INSTRUCTIONS TO FOLLOW: Copy out every line of the records below, requests included, but multiply each point coordinate in the answers by 0.3 and round it to a whole number, with halves rounded up. Leave the pictures out.

**** SUPPLIED DATA

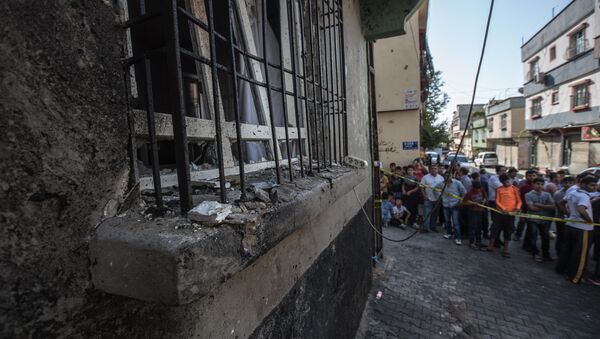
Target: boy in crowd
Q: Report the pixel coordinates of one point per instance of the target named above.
(525, 186)
(451, 202)
(430, 208)
(400, 215)
(540, 203)
(483, 178)
(493, 184)
(553, 183)
(396, 182)
(508, 201)
(476, 195)
(574, 254)
(387, 206)
(383, 182)
(595, 278)
(512, 173)
(410, 194)
(561, 212)
(463, 176)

********

FULL OUTPUT:
Target: boy in crowd
Q: Report the pixel coordinates of one point per instance of the target named above.
(158, 56)
(135, 61)
(129, 62)
(120, 65)
(162, 61)
(145, 53)
(148, 55)
(166, 55)
(119, 55)
(152, 60)
(143, 59)
(172, 76)
(116, 62)
(115, 55)
(179, 83)
(154, 52)
(123, 58)
(168, 64)
(139, 53)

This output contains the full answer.